Recording the objective truth of conflict can be problematic, as Addario learnt during one especially hair-raising shoot in Afghanistan's Korengal Valley, known as "the cradle of jihad". Addario photographed a young boy, Khalid, whom she believed had been wounded by American bombs. She was backed up by Elizabeth Rubin, her New York Times colleague, and captain Dan Kearney, leader of the platoon with whom the journalists had been embedded. Doubting the exact cause of injury, The New York Times refused to print the image. Addario, who includes the image in the memoir, was heartbroken and furious.

“It seemed pretty clear to me what happened. There is always the chance that he wasn’t actually injured in that bomb, but our responsibility as journalists is to put it out there and let people debate it. That’s part of war and ambiguity in war. We risked our lives for two months,” she adds. “I am not trying to sensationalise anything. The story is sensational enough. It is about capturing reality in a way that will arrest people and make them ask questions.”

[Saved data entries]
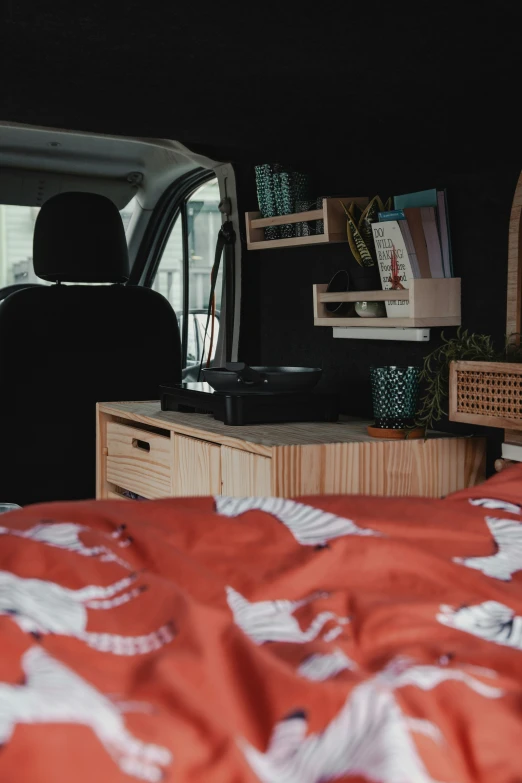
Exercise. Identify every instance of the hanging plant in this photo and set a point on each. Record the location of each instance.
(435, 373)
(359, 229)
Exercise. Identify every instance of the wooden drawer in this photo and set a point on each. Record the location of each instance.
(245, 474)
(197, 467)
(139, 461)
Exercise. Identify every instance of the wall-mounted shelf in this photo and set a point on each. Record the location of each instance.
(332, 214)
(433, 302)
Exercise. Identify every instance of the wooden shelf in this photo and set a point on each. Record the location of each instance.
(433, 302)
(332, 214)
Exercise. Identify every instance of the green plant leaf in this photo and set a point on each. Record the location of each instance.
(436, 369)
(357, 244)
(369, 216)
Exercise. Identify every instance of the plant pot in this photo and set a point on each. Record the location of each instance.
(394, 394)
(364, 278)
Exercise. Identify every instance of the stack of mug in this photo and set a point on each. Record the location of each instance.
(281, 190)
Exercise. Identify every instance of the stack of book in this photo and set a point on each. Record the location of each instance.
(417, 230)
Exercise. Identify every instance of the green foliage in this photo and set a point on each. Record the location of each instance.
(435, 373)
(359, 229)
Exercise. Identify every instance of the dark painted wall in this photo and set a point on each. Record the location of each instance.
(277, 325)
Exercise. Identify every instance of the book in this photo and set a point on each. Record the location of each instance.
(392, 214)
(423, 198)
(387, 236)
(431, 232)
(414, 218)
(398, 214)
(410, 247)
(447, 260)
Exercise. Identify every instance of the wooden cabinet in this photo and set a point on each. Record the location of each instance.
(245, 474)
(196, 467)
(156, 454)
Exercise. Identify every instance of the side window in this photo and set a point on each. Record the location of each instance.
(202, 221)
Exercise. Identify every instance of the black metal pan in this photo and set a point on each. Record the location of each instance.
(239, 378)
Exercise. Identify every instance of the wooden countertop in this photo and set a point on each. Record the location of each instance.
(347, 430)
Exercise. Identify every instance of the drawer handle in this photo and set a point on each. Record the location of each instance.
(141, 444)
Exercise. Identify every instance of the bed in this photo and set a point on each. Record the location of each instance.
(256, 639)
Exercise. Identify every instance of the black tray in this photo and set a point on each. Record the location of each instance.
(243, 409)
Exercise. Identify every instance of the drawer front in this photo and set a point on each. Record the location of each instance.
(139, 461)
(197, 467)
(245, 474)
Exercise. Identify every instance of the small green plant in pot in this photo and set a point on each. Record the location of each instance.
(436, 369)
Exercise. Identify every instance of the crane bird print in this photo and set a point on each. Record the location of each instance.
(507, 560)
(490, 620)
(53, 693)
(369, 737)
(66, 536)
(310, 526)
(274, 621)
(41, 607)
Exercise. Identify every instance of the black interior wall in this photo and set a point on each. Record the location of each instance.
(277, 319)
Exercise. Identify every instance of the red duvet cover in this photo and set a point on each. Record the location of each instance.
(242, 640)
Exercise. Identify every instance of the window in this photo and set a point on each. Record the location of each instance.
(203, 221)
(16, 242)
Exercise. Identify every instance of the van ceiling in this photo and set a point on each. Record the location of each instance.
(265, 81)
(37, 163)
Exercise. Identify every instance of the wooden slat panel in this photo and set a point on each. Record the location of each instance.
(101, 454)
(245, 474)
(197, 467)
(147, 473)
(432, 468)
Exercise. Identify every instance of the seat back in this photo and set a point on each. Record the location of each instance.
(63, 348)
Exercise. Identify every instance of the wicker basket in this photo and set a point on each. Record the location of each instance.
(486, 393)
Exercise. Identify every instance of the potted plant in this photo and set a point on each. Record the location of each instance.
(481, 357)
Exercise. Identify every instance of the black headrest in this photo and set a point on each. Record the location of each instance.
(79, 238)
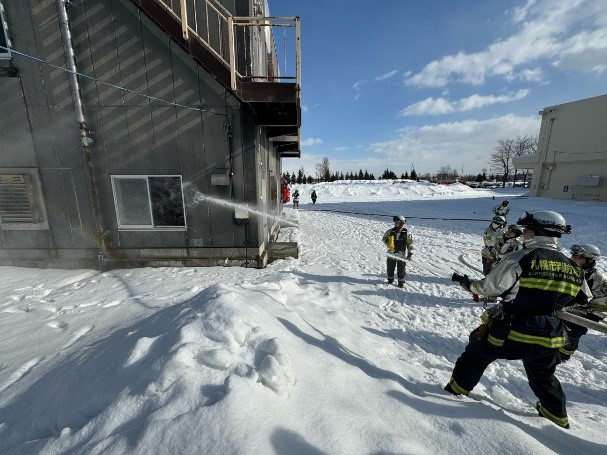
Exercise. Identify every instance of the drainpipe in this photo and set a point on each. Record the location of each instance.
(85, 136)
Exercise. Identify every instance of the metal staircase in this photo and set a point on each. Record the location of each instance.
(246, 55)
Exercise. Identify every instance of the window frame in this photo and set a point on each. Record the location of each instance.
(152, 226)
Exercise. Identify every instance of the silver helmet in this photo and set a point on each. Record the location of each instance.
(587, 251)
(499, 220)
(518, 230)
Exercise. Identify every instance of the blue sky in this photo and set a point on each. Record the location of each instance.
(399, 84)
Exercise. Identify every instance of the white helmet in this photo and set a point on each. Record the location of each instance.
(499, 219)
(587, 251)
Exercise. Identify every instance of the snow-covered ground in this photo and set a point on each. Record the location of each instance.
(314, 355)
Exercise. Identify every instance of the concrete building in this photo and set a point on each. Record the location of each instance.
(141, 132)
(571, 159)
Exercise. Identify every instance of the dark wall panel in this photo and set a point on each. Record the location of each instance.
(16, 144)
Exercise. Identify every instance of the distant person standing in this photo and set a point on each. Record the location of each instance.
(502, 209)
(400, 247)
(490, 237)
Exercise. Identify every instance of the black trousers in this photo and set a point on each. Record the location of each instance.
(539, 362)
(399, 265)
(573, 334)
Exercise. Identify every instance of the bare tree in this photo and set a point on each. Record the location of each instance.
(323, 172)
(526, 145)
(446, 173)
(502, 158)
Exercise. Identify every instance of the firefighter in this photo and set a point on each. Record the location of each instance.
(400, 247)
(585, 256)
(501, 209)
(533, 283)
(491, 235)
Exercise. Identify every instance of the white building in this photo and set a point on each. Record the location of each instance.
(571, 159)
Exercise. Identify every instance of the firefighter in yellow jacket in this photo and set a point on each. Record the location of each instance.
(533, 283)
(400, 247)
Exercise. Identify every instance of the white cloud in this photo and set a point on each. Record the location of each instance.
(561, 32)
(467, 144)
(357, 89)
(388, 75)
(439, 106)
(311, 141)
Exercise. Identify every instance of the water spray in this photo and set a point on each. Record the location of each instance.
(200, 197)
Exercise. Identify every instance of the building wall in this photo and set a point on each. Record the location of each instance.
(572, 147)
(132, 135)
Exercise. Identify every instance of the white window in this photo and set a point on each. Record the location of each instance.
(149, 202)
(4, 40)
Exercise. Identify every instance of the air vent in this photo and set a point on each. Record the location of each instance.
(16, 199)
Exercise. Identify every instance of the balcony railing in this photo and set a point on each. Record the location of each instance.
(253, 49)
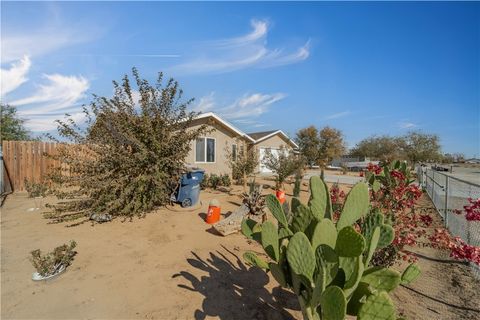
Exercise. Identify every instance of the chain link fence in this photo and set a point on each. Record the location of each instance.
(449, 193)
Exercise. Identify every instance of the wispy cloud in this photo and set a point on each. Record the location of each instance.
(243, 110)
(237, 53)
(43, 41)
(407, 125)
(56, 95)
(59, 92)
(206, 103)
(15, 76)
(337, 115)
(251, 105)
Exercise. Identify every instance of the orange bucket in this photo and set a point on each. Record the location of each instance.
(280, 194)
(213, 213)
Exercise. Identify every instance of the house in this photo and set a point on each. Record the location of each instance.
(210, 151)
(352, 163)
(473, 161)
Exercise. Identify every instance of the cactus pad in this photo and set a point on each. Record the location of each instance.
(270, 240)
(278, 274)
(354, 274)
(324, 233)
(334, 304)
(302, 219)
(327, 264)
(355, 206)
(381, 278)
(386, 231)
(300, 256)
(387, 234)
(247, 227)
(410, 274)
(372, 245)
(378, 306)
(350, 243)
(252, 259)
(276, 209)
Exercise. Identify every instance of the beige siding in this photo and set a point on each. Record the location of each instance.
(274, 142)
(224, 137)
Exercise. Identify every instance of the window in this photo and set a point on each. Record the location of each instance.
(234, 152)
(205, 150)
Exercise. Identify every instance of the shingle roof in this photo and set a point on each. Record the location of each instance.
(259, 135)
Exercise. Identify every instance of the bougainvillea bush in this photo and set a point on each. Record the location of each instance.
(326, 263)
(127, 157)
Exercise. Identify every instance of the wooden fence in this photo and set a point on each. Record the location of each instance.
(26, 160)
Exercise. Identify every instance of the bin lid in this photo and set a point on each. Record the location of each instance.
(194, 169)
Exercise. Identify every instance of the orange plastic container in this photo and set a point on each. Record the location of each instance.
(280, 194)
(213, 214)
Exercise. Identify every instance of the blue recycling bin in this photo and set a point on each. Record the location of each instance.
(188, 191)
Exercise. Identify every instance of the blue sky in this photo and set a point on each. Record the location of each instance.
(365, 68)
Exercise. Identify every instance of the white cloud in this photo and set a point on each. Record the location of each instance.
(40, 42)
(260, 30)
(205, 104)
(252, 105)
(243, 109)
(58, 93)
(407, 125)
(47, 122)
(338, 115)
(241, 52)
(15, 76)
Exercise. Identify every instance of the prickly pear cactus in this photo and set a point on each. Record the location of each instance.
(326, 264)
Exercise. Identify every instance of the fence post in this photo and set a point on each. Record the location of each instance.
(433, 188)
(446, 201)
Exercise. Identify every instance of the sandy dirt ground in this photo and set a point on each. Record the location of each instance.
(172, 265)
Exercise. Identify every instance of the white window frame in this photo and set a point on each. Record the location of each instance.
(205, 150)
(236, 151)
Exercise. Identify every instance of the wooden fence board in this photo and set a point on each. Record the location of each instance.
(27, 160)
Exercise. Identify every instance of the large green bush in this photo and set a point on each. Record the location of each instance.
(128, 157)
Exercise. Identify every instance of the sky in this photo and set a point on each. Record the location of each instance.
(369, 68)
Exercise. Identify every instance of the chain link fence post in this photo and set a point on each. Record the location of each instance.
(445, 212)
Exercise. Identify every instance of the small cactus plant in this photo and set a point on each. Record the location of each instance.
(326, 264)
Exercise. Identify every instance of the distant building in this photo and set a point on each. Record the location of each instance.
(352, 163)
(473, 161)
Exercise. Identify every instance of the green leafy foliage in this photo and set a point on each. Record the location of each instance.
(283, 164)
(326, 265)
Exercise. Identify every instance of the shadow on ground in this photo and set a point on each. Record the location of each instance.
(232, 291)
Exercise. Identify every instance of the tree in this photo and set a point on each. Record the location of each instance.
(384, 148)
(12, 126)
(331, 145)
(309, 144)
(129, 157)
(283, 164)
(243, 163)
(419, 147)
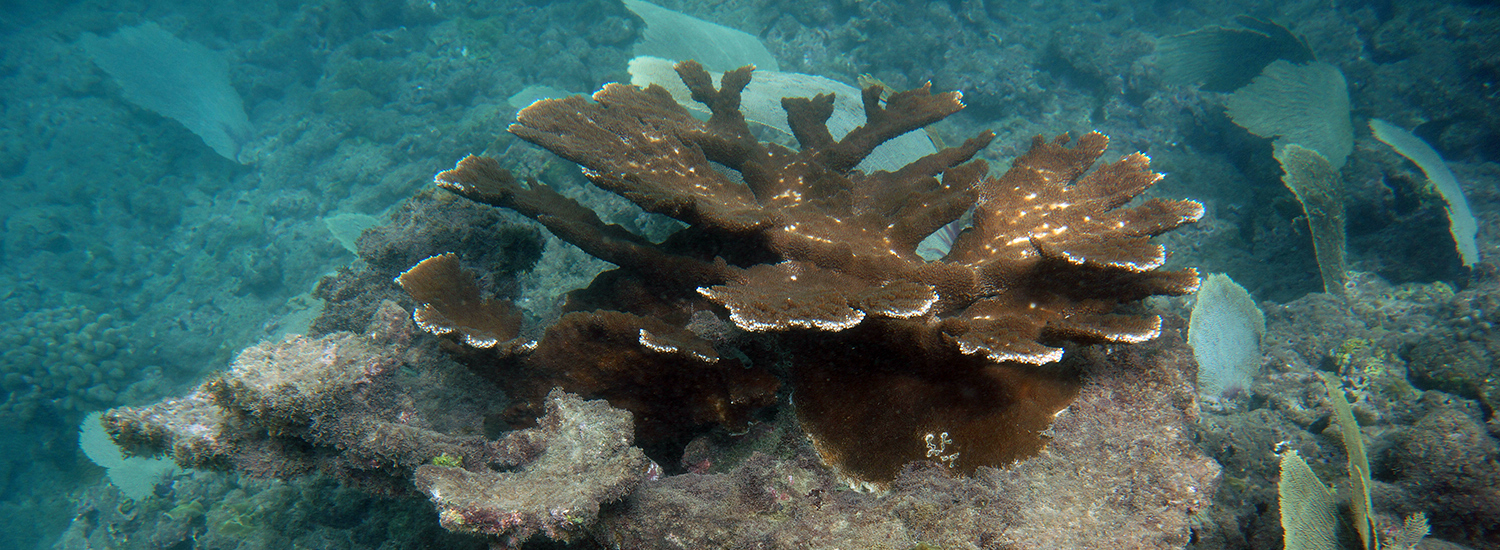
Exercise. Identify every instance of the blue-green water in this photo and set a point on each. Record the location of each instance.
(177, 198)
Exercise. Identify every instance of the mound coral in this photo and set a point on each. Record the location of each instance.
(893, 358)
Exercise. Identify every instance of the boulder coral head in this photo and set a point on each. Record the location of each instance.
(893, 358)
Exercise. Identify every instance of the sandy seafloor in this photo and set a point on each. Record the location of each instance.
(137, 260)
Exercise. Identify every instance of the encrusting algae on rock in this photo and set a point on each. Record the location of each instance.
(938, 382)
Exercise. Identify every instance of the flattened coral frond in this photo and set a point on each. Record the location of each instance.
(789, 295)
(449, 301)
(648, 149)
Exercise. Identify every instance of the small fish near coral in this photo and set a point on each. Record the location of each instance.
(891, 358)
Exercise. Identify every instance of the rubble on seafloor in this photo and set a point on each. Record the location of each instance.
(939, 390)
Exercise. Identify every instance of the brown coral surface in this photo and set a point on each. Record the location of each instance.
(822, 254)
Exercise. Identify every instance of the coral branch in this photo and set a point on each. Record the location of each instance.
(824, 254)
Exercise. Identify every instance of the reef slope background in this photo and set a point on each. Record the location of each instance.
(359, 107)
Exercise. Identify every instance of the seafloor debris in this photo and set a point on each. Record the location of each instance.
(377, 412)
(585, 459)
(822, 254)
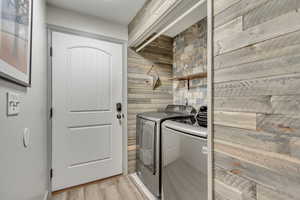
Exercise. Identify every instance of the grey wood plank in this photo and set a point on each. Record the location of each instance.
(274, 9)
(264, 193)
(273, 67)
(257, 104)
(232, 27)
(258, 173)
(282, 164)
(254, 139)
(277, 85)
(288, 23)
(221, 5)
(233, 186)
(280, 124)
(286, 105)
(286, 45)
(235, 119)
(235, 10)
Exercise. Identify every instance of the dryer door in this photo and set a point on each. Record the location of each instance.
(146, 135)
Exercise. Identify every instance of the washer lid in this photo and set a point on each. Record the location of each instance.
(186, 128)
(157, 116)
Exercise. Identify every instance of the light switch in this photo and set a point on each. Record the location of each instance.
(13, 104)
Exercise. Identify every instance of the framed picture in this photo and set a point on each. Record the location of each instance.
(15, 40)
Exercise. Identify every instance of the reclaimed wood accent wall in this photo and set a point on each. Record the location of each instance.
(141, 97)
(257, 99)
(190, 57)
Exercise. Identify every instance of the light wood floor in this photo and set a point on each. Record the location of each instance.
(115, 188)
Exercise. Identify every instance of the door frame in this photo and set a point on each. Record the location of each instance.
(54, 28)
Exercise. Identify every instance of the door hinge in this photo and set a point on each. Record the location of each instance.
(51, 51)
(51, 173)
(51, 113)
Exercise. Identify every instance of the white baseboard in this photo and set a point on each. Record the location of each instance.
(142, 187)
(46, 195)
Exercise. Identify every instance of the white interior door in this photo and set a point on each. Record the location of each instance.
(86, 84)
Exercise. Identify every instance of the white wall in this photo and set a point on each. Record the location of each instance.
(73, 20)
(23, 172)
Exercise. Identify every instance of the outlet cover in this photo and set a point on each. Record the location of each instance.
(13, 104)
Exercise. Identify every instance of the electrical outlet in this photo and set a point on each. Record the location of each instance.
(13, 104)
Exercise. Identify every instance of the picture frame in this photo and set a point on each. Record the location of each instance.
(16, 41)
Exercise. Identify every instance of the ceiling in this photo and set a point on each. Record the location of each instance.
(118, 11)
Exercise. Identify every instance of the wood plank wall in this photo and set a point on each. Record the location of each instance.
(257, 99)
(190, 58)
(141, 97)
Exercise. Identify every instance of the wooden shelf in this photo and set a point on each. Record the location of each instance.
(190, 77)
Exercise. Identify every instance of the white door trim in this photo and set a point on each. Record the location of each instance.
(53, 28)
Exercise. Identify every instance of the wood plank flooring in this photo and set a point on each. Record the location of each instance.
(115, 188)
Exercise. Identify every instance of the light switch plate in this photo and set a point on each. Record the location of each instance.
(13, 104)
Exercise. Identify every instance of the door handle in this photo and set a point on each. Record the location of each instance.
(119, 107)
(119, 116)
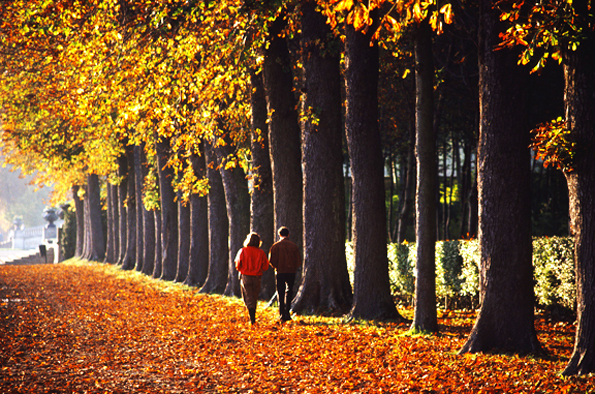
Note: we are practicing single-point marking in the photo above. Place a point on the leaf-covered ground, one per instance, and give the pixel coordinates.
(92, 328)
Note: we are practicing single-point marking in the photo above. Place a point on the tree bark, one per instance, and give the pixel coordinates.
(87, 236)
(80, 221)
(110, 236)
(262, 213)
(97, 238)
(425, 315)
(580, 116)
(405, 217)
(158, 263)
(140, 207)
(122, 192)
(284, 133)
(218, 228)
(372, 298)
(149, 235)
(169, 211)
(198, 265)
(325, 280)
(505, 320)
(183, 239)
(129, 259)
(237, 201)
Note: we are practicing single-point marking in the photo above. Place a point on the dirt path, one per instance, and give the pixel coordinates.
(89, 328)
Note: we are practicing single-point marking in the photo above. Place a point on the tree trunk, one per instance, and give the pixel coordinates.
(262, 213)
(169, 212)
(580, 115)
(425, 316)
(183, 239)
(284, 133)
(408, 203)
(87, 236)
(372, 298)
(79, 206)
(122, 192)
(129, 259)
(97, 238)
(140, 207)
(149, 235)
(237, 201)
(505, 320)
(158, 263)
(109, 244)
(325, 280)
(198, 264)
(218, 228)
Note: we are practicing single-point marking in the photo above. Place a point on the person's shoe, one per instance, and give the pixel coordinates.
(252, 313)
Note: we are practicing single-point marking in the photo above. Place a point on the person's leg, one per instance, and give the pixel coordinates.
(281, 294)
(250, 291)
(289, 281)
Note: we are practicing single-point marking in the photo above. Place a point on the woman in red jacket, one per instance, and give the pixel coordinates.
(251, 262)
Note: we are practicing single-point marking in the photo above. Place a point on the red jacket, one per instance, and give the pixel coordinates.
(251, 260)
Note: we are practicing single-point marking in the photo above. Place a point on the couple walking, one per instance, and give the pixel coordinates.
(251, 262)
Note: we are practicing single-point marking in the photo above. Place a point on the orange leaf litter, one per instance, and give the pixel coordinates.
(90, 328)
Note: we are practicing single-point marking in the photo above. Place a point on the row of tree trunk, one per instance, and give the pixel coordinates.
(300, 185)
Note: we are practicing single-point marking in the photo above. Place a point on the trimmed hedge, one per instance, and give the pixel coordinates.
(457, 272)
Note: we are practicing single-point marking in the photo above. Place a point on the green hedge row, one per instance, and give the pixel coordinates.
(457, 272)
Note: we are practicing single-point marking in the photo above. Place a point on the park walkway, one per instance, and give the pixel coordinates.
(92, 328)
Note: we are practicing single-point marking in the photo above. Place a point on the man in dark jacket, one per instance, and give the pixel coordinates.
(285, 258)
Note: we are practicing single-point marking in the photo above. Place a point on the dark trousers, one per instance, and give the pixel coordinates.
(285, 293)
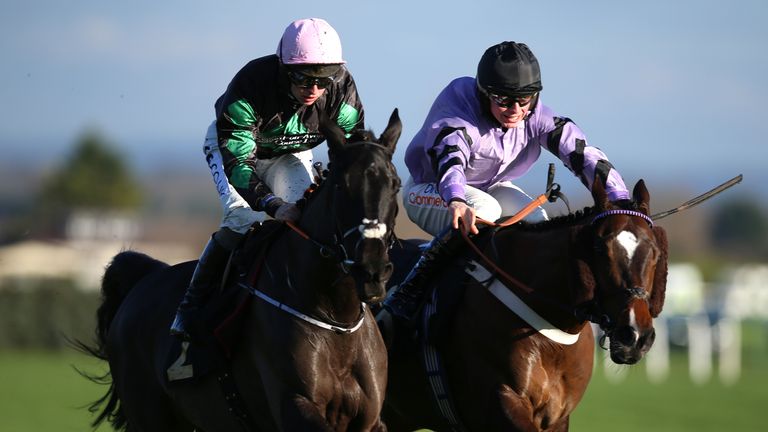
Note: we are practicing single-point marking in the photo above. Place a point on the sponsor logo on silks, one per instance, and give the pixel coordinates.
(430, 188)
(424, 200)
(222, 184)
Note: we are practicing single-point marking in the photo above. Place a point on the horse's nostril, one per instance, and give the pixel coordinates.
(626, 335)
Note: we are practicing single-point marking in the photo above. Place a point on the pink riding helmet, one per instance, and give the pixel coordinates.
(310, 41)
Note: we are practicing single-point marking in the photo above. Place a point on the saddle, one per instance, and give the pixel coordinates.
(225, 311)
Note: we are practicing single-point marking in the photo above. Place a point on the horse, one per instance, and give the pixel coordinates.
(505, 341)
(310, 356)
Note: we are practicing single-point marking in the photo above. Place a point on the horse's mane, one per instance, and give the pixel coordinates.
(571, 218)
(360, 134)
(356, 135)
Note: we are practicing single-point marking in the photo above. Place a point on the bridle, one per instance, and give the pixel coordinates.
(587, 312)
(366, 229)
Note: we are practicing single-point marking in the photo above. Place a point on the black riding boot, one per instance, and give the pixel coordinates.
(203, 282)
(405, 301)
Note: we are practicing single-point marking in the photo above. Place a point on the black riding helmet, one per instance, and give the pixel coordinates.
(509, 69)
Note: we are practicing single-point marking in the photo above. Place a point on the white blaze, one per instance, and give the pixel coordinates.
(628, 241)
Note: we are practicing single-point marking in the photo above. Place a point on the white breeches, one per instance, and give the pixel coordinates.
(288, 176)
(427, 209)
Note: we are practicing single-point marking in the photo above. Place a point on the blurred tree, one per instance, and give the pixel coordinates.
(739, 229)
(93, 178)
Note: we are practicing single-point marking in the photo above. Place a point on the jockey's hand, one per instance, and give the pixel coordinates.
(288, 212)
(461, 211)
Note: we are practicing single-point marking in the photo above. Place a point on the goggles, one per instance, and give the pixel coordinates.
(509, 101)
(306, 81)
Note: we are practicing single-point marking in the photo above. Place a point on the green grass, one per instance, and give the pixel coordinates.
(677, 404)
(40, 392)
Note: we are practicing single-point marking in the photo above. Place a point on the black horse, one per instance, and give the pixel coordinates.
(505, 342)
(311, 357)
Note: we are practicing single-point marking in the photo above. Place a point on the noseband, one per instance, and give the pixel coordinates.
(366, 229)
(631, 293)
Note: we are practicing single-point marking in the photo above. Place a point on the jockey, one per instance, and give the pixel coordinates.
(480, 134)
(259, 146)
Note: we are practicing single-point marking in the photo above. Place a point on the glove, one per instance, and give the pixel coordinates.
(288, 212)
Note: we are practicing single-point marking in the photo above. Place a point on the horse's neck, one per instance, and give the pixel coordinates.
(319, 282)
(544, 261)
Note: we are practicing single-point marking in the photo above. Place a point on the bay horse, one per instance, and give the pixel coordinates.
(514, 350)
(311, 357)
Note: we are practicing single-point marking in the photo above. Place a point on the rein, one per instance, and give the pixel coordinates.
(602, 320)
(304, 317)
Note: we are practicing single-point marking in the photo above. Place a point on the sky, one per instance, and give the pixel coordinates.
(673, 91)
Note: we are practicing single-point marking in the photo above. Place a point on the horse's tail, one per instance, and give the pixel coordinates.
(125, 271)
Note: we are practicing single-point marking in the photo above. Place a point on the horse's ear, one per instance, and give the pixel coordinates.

= THINGS TO DO =
- 1) In the passage about Addario's photograph from the Korengal Valley, why did The New York Times refuse to print the image of Khalid? Answer in one to three sentences.
- 2) In the passage about Addario's Korengal Valley shoot, who led the platoon the journalists were embedded with?
- 3) Continue the passage about Addario's Korengal Valley photograph from its last sentence.
You won't need any of these entries.

= EXPECTED OUTPUTS =
- 1) The New York Times doubted the exact cause of Khalid's injury. Addario believed American bombs had wounded him, but the paper would not print the image without certainty.

- 2) Captain Dan Kearney.

- 3)
The Korengal Valley episode raised other questions, not least about the lengths Addario was prepared to go to for the perfect picture. Aware that a B-1 bomber was killing civilians, Addario writes that she could “endure anything but the prospect of missing the photo”. Elsewhere, she declares herself ready to die for an important story. “I don’t think I was aware of the risks early on. I threw myself into covering Iraq before I understood what that meant. When I started seeing people get killed, I started to think: Do I actually want to do this? Once I realised I did, I accepted dying as a possible consequence of my work.”

Circumstance has forced her to reassess this certainty. First, she became a mother, to Lukas, in 2011. “I want to stay alive. I have to stay alive. It’s not like I didn’t want to stay alive before. But before I had a child it was different.” While Lukas has not forced a change of career, Addario has modified her modus operandi. “How do I keep doing this work and come home at the end of an assignment? I am trying to still cover war zones but I do it in ways that I feel I can stay alive.”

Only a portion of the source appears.